▶ **Page excerpt**
⟨

John Howland Wood Jr. (March 31, 1916 – May 29, 1979) was an American lawyer and judge from Texas.  He served as a United States district judge of the United States District Court for the Western District of Texas before being assassinated by contract killer Charles Harrelson outside Wood's home in San Antonio, in 1979. Wood's killing was the first assassination of a federal judge in the 20th century.

Early life and education

Wood was born on March 31, 1916, to a prominent pioneer Texas family in Rockport, Texas. His great-great-grandfather, John Howland Wood, settled in Texas in 1836 and founded the towns of Rockport and Woodsboro, and took part in the Texas Revolution and American Civil War. His grandfather was a popular Democratic sheriff of Bexar County. Wood's father, John H. Wood Sr., was also a lawyer. Wood attended Thomas Jefferson High School in San Antonio, Texas. He received his Bachelor of Business Administration degree from St. Mary's University, Texas in 1935 and his Bachelor of Laws from the University of Texas School of Law in 1938.

⟩

▶ **Exercise set**
1. According to the biography, in what town was Wood born?
2. Rewrite the part of the biography that starts at "Wood was born" and stops after "Law in 1938.", changing "popular" to "well-known".

▶ **Provided records**
⟨

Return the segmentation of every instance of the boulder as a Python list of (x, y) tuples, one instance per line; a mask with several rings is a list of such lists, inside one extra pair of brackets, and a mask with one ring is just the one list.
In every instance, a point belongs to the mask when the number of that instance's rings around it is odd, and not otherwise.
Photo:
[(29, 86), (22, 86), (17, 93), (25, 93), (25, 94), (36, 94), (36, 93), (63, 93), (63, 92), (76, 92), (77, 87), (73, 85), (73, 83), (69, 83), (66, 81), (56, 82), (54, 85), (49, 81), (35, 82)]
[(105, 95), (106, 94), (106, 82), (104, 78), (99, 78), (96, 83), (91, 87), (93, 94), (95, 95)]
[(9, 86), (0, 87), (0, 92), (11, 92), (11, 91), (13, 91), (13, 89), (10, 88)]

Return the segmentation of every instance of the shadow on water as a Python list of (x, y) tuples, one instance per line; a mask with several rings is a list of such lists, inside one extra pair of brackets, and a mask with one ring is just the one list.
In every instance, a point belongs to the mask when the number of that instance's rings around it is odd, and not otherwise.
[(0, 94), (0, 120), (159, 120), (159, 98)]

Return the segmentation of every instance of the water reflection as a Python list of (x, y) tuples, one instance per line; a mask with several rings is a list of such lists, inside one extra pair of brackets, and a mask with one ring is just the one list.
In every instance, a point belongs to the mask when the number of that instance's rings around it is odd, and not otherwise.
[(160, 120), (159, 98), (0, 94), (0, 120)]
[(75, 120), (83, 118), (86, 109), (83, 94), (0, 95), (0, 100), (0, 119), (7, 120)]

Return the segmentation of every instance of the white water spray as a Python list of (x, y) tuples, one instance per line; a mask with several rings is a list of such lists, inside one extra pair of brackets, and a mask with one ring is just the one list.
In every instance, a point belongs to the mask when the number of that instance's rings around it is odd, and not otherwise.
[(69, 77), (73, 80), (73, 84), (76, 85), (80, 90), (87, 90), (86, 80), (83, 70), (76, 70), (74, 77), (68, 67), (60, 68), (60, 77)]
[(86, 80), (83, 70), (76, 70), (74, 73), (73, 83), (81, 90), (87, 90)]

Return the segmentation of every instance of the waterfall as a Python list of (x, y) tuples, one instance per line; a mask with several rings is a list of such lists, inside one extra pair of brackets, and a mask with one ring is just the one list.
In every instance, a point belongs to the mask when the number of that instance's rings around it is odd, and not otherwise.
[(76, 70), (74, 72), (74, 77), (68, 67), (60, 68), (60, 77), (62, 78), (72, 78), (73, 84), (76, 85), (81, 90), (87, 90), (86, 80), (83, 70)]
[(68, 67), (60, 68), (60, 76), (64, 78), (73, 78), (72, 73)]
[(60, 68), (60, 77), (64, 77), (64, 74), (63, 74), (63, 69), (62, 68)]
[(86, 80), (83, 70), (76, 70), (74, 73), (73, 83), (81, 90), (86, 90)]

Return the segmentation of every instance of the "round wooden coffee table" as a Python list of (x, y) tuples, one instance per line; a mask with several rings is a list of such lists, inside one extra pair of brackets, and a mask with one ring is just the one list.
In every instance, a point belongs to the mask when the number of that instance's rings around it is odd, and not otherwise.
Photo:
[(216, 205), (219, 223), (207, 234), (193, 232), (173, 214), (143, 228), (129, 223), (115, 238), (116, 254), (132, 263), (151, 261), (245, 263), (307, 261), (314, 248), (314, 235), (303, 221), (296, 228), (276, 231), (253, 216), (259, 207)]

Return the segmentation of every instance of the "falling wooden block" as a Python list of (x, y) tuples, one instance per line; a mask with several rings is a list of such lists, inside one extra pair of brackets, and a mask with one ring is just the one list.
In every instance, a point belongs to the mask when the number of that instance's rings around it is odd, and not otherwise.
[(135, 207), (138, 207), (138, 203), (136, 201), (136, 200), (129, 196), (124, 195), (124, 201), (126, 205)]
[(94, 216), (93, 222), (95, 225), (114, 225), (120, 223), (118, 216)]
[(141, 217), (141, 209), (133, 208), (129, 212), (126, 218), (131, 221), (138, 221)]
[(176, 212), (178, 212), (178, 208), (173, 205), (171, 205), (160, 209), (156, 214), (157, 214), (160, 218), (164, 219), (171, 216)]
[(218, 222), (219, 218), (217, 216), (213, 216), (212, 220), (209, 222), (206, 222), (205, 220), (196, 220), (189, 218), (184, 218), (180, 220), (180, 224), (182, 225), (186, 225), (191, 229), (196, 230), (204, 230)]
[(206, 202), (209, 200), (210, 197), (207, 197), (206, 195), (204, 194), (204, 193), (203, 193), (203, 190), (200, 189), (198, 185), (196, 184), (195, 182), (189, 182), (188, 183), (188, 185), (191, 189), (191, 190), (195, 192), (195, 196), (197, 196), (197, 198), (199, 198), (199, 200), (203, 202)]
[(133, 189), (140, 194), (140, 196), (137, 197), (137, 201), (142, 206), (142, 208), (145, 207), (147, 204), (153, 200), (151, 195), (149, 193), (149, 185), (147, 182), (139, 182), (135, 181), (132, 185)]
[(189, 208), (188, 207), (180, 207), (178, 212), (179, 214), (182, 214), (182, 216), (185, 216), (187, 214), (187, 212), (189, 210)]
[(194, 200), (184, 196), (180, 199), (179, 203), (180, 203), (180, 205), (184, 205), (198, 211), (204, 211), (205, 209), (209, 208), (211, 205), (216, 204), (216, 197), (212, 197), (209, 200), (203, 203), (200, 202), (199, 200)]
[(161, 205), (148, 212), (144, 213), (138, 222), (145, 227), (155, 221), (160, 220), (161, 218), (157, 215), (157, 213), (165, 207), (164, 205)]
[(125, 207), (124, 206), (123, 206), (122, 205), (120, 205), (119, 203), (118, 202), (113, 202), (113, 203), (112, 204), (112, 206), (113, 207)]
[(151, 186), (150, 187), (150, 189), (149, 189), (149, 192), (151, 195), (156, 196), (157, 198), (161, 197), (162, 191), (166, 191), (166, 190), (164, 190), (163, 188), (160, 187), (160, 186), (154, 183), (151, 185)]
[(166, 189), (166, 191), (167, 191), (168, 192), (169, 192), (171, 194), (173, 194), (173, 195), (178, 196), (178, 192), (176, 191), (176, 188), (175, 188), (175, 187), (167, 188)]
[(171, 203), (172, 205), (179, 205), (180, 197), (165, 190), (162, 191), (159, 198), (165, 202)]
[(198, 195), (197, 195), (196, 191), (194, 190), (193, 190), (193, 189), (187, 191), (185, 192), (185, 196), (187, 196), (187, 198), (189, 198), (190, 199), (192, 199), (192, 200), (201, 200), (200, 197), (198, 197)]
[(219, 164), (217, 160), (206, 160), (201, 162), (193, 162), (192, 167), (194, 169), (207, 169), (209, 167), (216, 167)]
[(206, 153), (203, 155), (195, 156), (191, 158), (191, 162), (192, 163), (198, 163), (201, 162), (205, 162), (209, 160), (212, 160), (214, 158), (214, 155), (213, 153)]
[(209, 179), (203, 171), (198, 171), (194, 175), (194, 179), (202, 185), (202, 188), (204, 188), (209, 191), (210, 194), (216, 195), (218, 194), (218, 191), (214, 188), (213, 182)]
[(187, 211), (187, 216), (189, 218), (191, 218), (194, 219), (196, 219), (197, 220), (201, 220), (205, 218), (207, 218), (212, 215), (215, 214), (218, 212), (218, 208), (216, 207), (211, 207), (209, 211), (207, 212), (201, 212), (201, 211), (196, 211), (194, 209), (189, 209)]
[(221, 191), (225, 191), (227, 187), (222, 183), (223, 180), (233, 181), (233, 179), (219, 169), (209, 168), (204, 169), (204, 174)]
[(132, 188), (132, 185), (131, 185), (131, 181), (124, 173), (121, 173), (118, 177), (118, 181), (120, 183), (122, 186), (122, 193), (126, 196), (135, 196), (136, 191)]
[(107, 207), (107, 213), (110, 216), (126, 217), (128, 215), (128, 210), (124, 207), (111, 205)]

⟩

▶ **Solutions per task**
1. Rockport, Texas.

2.
Wood was born on March 31, 1916, to a prominent pioneer Texas family in Rockport, Texas. His great-great-grandfather, John Howland Wood, settled in Texas in 1836 and founded the towns of Rockport and Woodsboro, and took part in the Texas Revolution and American Civil War. His grandfather was a well-known Democratic sheriff of Bexar County. Wood's father, John H. Wood Sr., was also a lawyer. Wood attended Thomas Jefferson High School in San Antonio, Texas. He received his Bachelor of Business Administration degree from St. Mary's University, Texas in 1935 and his Bachelor of Laws from the University of Texas School of Law in 1938.